Stated goal: Swap "instance" for "occurrence" in the records starting at the line that contains "Would you mind spotting the stone" and ending at the line that contains "<point>134,180</point>", and give only those lines back with nothing else changed.

Raw data:
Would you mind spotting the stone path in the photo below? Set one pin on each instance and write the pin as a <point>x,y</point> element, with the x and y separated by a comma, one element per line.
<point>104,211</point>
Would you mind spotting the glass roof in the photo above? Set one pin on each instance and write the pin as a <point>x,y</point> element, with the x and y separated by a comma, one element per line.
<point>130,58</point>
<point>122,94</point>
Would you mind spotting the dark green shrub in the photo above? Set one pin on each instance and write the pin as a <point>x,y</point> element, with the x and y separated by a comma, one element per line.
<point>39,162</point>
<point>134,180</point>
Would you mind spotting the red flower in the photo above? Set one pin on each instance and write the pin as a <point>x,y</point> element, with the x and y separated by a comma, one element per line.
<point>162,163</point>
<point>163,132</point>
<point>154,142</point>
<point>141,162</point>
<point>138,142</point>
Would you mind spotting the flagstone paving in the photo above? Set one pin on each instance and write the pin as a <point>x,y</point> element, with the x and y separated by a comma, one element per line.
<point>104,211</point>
---
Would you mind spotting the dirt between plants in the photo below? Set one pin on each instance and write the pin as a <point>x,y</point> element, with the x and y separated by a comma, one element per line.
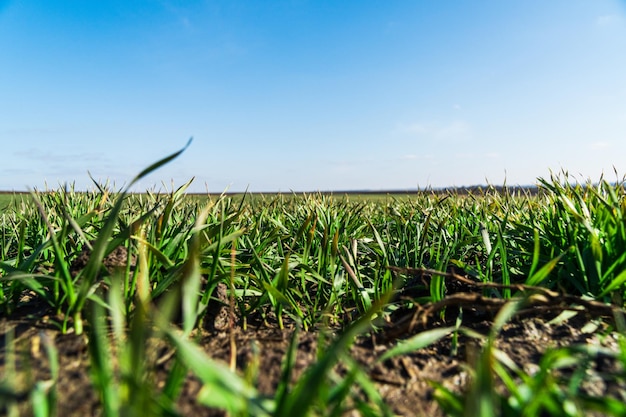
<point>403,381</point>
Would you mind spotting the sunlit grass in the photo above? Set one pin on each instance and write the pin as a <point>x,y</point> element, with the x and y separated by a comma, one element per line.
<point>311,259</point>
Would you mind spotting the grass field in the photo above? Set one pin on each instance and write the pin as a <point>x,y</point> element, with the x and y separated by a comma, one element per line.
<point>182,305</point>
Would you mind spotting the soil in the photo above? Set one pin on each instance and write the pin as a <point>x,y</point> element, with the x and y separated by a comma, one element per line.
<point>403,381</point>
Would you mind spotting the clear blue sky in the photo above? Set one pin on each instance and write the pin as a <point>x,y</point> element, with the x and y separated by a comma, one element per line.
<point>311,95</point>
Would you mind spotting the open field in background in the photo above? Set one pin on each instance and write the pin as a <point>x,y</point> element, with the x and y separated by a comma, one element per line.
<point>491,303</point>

Task result:
Would you mind spotting the stone path in the photo below? Set one pin on each occurrence and write the pin as a <point>x,y</point> element, with the x and y separated by a comma, one element per line.
<point>104,211</point>
Would you mind spotting the glass roof in the photo above? Set one pin on each occurrence and write the pin as a <point>x,y</point> element, with the x and y separated by a comma, one element per line.
<point>130,58</point>
<point>122,94</point>
Would you mind spotting the dark green shrub in the photo above? Set one pin on each occurrence and write the pin as a <point>x,y</point> element, with the x and y separated by a comma, one element per line.
<point>39,162</point>
<point>134,180</point>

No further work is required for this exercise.